Massimo Monteneri fu brutalmente ucciso il 20 ottobre del 2017: a togliergli la vita fu l’amico di una vita, Marco De Silli, che lo stava ospitando in casa propria. I due si conoscevano da sempre, cresciuti insieme sin dai tempi dell’infanzia trascorsa all’oratorio. De Silli, che da tempo soffriva di disturbi psichici, quella mattina delirava: la sorella, preoccupata, si era recata presso il Centro di salute mentale dove l’uomo era in cura per richiedere un intervento da parte dello staff sanitario. Secondo le ricostruzioni nessuno agì per aiutarlo e la situazione precipitò: De Silli, in preda a una crisi allucinatoria, aggredì Monteneri, colpendolo con venti coltellate alla schiena. Subito dopo, l’uomo si recò dal vicino di casa, raccontandogli di aver “salvato il mondo“.

Ora, a distanza di tre anni e mezzo, l’uomo è stato assolto con formula piena dal giudice chiamato a pronunciarsi sul suo caso: De Silli uccise l’amico a coltellate, ma lo fece in condizioni di assoluta incapacità di intendere e di volere. La tragedia, avvenuta nel quartiere Serpentara, a Roma, sarebbe stata legata alle condizioni mentali dell’aggressore, che ora dovrà passare un anno presso una Rems – una Residenza per l’Esecuzione delle Misure di Sicurezza. E’ in queste strutture che vengono accolti gli autori di reati efferati affetti da disturbi mentali e ritenuti socialmente pericolosi.

L’incapacità di intendere e di volere rappresenta una delle poche ragioni per cui anche imputati ritenuti colpevoli di reati possano essere assolti, come accaduto in passato, ad esempio, a Gianluca Barrucca, autore dell’omicidio della madre settantatrenne, a Senigallia.

La piena assoluzione di De Silli, tuttavia, potrebbe portare delle conseguenze dal punto di vista penale e processuale per il medico del centro di salute mentale presso era in cura e per due psichiatri della stessa struttura: è infatti possibile che i medici non abbiano prestato le cure e le attenzioni dovute all’aggressore, le cui condizioni – una grave forma di schizofrenia paranoide – erano note. In particolare, si ritiene che a De Silli avrebbero dovuto essere somministrati degli psicofarmaci. Eppure nessuno, secondo le ricostruzioni fin qui effettuate, avrebbe  vigilato sull’assunzione dei farmaci da parte dell’uomo, nonostante la segnalazione della sorella.

Alla luce di queste informazioni, per il medico del centro di salute mentale è stata chiesta la condanna a otto mesi di carcere – con rito abbreviato – per concorso colposo in omicidio volontario, mentre per i due psichiatri che quella mattina erano di turno è stato chiesto il rinvio a giudizio. L’accusa nei loro confronti è di rifiuto di atti d’ufficio.
== == ==
## Istruzioni da seguire
Riporta senza modifiche un passo del testo sull'omicidio di Massimo Monteneri: parti dalle parole "L’incapacità di intendere" e fermati dopo "settantatrenne, a Senigallia.". Basati soltanto su questo testo.

## Voci fornite
== == ==
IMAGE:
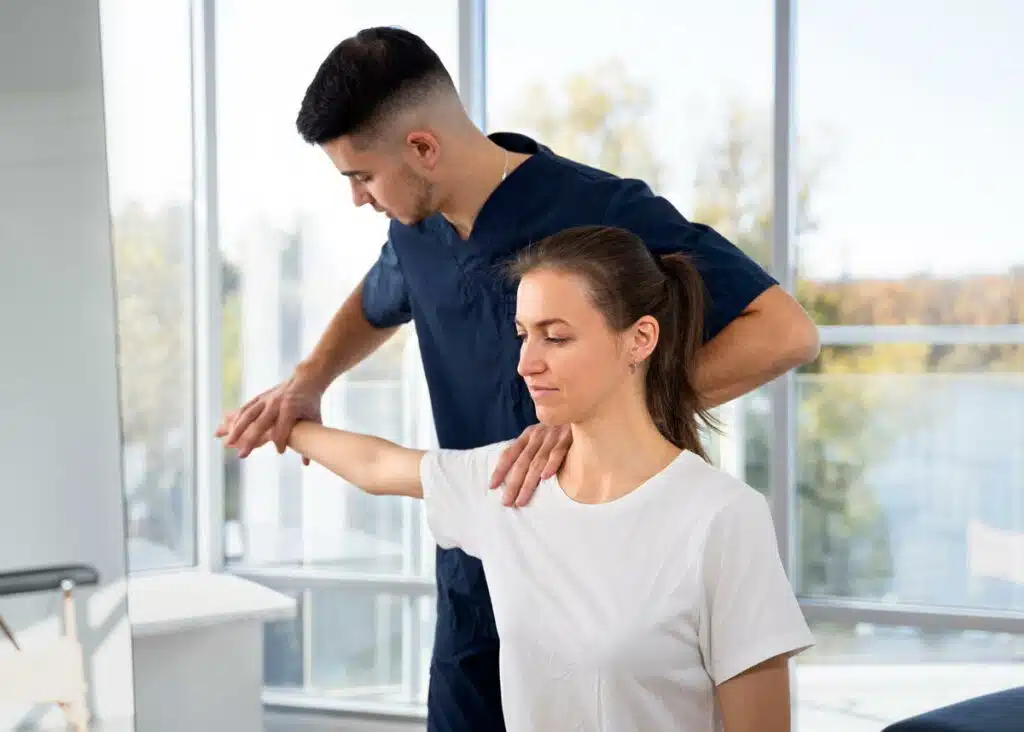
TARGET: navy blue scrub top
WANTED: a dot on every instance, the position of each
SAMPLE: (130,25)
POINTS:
(464,309)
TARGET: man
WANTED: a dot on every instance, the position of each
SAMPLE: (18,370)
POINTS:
(386,113)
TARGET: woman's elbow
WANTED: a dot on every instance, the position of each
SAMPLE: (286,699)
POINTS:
(804,343)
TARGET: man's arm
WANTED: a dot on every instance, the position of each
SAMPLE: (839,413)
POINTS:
(367,318)
(771,336)
(755,330)
(348,339)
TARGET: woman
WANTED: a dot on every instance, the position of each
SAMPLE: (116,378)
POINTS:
(640,585)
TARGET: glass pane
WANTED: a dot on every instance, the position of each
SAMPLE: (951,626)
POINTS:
(294,247)
(147,90)
(910,475)
(353,644)
(645,104)
(909,162)
(863,677)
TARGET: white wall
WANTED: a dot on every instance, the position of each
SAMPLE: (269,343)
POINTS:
(60,494)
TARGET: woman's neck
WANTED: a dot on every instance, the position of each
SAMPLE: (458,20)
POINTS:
(612,455)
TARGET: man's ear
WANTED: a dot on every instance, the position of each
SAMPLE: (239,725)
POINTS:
(423,146)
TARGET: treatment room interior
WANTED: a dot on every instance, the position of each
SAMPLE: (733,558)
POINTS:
(170,247)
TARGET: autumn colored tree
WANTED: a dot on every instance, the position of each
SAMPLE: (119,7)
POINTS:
(597,118)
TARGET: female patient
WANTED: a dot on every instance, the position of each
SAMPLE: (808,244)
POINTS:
(640,585)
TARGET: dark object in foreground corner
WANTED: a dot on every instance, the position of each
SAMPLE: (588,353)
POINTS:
(1000,712)
(52,578)
(46,578)
(52,672)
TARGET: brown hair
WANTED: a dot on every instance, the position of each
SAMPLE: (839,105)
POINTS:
(628,282)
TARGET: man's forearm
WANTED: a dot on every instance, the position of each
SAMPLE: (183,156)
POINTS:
(757,347)
(348,339)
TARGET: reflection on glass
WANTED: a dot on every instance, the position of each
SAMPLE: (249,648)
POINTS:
(353,644)
(863,677)
(910,477)
(909,162)
(148,136)
(294,247)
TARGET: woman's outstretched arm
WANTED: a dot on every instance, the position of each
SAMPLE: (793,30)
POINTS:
(372,464)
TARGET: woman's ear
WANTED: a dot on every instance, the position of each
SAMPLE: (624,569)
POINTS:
(645,333)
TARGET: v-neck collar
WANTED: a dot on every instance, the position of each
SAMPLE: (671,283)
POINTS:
(500,213)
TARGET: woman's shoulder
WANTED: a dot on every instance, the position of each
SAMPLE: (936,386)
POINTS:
(717,490)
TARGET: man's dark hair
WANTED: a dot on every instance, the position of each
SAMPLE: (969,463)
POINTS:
(365,80)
== == ==
## Compito svolto
L’incapacità di intendere e di volere rappresenta una delle poche ragioni per cui anche imputati ritenuti colpevoli di reati possano essere assolti, come accaduto in passato, ad esempio, a Gianluca Barrucca, autore dell’omicidio della madre settantatrenne, a Senigallia.